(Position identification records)
·····
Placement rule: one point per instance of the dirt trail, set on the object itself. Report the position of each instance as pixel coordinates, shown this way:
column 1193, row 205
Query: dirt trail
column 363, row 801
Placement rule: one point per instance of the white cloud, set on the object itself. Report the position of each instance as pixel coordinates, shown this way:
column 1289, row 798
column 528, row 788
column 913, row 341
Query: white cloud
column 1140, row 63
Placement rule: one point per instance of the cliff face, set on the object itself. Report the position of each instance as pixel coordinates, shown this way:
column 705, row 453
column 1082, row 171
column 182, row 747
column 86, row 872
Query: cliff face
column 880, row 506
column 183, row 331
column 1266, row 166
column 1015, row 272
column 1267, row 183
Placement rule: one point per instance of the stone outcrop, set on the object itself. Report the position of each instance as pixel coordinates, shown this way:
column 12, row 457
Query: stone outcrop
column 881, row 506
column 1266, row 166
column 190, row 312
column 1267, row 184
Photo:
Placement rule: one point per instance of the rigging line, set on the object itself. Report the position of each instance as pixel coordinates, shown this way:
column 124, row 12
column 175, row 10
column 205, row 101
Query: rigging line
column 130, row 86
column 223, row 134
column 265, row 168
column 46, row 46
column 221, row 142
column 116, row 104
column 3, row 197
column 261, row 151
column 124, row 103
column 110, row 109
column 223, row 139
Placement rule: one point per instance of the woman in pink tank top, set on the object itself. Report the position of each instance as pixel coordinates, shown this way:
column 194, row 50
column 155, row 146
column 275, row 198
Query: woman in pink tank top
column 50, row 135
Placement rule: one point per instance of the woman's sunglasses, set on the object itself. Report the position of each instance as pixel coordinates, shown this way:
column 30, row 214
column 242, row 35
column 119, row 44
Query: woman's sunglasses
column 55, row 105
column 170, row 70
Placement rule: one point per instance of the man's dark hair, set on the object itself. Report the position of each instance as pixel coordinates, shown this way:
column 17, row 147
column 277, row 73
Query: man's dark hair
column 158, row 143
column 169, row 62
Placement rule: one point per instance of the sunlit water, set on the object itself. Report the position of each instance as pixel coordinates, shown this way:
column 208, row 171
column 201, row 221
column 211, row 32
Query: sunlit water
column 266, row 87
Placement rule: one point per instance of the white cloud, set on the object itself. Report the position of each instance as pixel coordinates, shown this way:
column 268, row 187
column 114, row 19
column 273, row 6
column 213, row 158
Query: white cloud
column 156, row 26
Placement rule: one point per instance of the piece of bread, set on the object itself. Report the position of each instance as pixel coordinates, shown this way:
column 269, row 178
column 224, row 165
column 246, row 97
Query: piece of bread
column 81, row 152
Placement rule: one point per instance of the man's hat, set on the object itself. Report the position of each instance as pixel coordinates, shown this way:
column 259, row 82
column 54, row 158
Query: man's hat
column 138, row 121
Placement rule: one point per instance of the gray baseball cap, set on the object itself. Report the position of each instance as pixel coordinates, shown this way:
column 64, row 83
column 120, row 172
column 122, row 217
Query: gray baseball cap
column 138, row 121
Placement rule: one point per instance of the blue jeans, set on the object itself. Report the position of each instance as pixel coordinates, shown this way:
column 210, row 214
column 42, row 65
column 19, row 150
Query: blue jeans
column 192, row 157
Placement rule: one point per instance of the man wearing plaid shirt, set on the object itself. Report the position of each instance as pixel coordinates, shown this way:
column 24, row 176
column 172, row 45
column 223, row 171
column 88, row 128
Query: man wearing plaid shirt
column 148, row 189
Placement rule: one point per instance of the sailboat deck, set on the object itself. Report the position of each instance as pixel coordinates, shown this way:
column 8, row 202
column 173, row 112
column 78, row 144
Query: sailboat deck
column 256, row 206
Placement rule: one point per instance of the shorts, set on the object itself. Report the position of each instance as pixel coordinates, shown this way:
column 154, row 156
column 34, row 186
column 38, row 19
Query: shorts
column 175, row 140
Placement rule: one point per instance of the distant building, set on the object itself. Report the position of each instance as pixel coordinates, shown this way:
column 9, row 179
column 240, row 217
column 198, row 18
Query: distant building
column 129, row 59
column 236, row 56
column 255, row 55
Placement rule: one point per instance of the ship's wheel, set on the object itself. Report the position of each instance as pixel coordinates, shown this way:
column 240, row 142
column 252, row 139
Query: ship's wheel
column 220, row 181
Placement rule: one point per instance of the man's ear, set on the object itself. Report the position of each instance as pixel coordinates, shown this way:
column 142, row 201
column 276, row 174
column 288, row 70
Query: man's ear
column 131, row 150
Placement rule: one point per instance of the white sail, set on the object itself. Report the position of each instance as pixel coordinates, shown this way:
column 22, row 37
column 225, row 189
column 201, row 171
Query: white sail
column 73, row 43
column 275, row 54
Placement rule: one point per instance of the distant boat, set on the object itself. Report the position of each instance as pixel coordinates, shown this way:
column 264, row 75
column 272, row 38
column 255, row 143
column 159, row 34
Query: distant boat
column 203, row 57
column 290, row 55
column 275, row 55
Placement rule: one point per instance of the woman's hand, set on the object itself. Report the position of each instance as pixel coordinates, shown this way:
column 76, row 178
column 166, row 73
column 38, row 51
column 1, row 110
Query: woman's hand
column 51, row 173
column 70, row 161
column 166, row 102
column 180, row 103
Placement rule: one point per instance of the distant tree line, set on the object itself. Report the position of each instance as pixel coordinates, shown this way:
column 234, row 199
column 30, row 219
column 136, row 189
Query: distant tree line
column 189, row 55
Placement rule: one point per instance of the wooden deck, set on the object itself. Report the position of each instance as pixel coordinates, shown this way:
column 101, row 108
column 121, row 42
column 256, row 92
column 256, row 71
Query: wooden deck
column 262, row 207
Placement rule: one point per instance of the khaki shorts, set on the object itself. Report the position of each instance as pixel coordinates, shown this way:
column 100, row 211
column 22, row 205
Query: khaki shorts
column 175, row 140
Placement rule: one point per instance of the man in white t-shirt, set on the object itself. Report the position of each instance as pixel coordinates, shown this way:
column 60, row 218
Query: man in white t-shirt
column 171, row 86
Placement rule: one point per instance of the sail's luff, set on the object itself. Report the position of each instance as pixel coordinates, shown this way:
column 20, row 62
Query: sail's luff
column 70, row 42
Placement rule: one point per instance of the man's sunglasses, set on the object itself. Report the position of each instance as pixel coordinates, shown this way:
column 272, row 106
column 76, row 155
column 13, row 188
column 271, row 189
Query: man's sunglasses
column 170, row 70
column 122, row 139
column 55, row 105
·····
*TASK PROMPT*
Render every line of the listing above as a numbered list, omitting blank lines.

*THE REPLY*
1. Placement rule: one point per instance of the dirt trail, set on the object itself. Report the position of each instance as pixel coordinates, shown this way:
2. column 1193, row 205
3. Query: dirt trail
4. column 363, row 801
5. Placement rule: one point per instance of the white cloud, set on the object itself. Report the position of each instance as pixel coordinates, shown this way:
6. column 1289, row 798
7. column 528, row 788
8. column 913, row 341
9. Query: white cloud
10. column 1140, row 63
11. Placement rule: one point per instance of the cliff face, set on the object itself. Report the position of each instance as pixel coordinates, shown this way:
12. column 705, row 453
13. column 1082, row 171
14. column 182, row 747
15. column 86, row 872
16. Query: cliff face
17. column 880, row 506
18. column 183, row 331
19. column 1266, row 166
20. column 1015, row 272
21. column 1267, row 183
22. Placement rule: one point per instance of the stone outcrop, set on the object itself. Report the position of each instance as pixel coordinates, shown this way:
23. column 12, row 457
24. Query: stone outcrop
25. column 881, row 506
26. column 1266, row 166
27. column 190, row 312
28. column 1267, row 184
29. Photo:
30. Placement rule: one point per instance of the rigging line, set on the object itself. Report the position of each instance as pixel coordinates, shown this way:
31. column 124, row 12
32. column 175, row 10
33. column 205, row 101
34. Query: rigging line
35. column 130, row 86
36. column 223, row 134
37. column 265, row 168
38. column 46, row 46
39. column 221, row 142
40. column 116, row 104
41. column 3, row 197
42. column 261, row 151
43. column 124, row 103
44. column 110, row 109
45. column 223, row 139
46. Placement rule: one point per instance of the woman in pink tank top, set on the object itself. Report the position of each instance as pixel coordinates, shown this way:
47. column 194, row 50
48. column 155, row 146
49. column 275, row 198
50. Query: woman in pink tank top
51. column 50, row 135
52. Placement rule: one point per instance of the woman's sunglasses, set on the object itself. Report the position of each instance as pixel coordinates, shown this way:
53. column 30, row 214
54. column 242, row 35
55. column 119, row 44
56. Query: woman's sunglasses
57. column 55, row 105
58. column 170, row 70
59. Placement rule: one point per instance of the man's dark hair, set on the object itself. Report the position of each instance as pixel coordinates, shown this way:
60. column 17, row 147
61. column 277, row 73
62. Query: man's dark hair
63. column 158, row 143
64. column 169, row 62
65. Placement rule: one point per instance of the sunlit water, set on the object itself. Report the position of each instance as pixel coordinates, shown this way:
66. column 208, row 171
67. column 201, row 221
68. column 211, row 32
69. Query: sunlit water
70. column 266, row 87
71. Placement rule: one point per instance of the white cloud, set on the object itself. Report the position of each instance as pixel coordinates, shown this way:
72. column 268, row 187
73. column 114, row 19
74. column 273, row 6
75. column 213, row 158
76. Query: white cloud
77. column 156, row 26
78. Placement rule: one point per instance of the piece of bread, set on the object itself. Report the position of each instance as pixel coordinates, shown this way:
79. column 269, row 178
80. column 224, row 165
81. column 246, row 97
82. Query: piece of bread
83. column 81, row 152
84. Placement rule: one point per instance of the man's hat, set on the object itself. Report the position of each instance as pixel coordinates, shown this way:
85. column 259, row 82
86. column 54, row 158
87. Query: man's hat
88. column 138, row 121
89. Placement rule: one point per instance of the gray baseball cap, set on the object itself. Report the position of each instance as pixel coordinates, shown this way:
90. column 64, row 83
91. column 120, row 172
92. column 122, row 217
93. Query: gray baseball cap
94. column 138, row 121
95. Placement rule: one point per instance of the blue jeans, set on the object itself. Report the position of each instance as pixel coordinates, shown this way:
96. column 210, row 214
97. column 42, row 65
98. column 19, row 150
99. Query: blue jeans
100. column 192, row 157
101. Placement rule: one point per instance of the man wearing plaid shirt, set on the object itself. Report the position of each instance as pixel coordinates, shown this way:
102. column 24, row 176
103. column 172, row 45
104. column 223, row 171
105. column 88, row 128
106. Query: man wearing plaid shirt
107. column 148, row 189
108. Placement rule: one point per instance of the sailboat deck, set on the object itself. Report the position of each instance as pixel coordinates, shown this way:
109. column 8, row 202
110. column 173, row 112
111. column 78, row 144
112. Query: sailboat deck
113. column 256, row 206
114. Placement rule: one point per instance of the shorts, set on the object itself. Report the position of each instance as pixel coordinates, shown this way:
115. column 154, row 156
116. column 34, row 186
117. column 38, row 19
118. Query: shorts
119. column 175, row 140
120. Placement rule: one point per instance of the distant building, set on the object itself. Report the position of each instance as pixel coordinates, shown this way:
121. column 9, row 179
122. column 240, row 217
123. column 198, row 18
124. Query: distant building
125. column 129, row 59
126. column 236, row 56
127. column 255, row 55
128. Placement rule: one point per instance of the ship's wheel, set on the object itself. Report the position of each instance as pixel coordinates, shown this way:
129. column 240, row 142
130. column 252, row 139
131. Query: ship's wheel
132. column 220, row 181
133. Placement rule: one point per instance of the man's ear, set on the object itself. Report the position of each instance as pixel coordinates, shown this way:
134. column 142, row 201
135. column 276, row 174
136. column 288, row 70
137. Query: man's ear
138. column 131, row 150
139. Placement rule: one point per instance of the white sail, set on the object itself. Report the position of each instance as pixel coordinates, shown this way:
140. column 22, row 37
141. column 225, row 189
142. column 201, row 171
143. Query: white sail
144. column 73, row 43
145. column 275, row 54
146. Placement rule: one point per instance of the distant boat, set on the object itself. Report the position of each instance as pixel coordinates, shown this way:
147. column 264, row 75
148. column 272, row 38
149. column 255, row 143
150. column 159, row 34
151. Query: distant boat
152. column 203, row 57
153. column 290, row 55
154. column 275, row 55
155. Placement rule: one point per instance of the woman's hand, set on the object itself. Report the position of each instance as pixel coordinates, shown this way:
156. column 76, row 178
157. column 166, row 73
158. column 38, row 51
159. column 1, row 110
160. Query: woman's hand
161. column 51, row 173
162. column 70, row 161
163. column 166, row 102
164. column 180, row 103
165. Placement rule: one point per instance of the distant tree line, set on the object itself. Report the position of each instance as pixel coordinates, shown this way:
166. column 234, row 199
167. column 30, row 219
168. column 136, row 189
169. Query: distant tree line
170. column 189, row 55
171. Placement rule: one point per instance of the wooden deck, set on the object itself. Report the position of each instance as pixel coordinates, shown this way:
172. column 101, row 108
173. column 121, row 42
174. column 256, row 92
175. column 256, row 71
176. Query: wooden deck
177. column 262, row 207
178. Placement rule: one point per instance of the khaki shorts, set on the object itself. Report the position of each instance as pixel coordinates, shown this way:
179. column 100, row 211
180. column 22, row 205
181. Query: khaki shorts
182. column 175, row 140
183. Placement rule: one point per instance of the man in white t-shirt, set on the object itself. Report the position of each instance as pixel coordinates, shown this way:
184. column 60, row 218
185. Query: man in white t-shirt
186. column 171, row 86
187. Placement rule: one point per instance of the sail's luff, set on the object itself. Report the position of each instance as pixel coordinates, shown this way:
188. column 20, row 62
189. Query: sail's luff
190. column 70, row 42
191. Placement rule: one point per instance of the man's sunglasses, set on the object itself. Report the position of each instance as pixel coordinates, shown this way:
192. column 272, row 106
193. column 76, row 155
194. column 13, row 188
195. column 271, row 189
196. Query: man's sunglasses
197. column 170, row 70
198. column 122, row 139
199. column 55, row 105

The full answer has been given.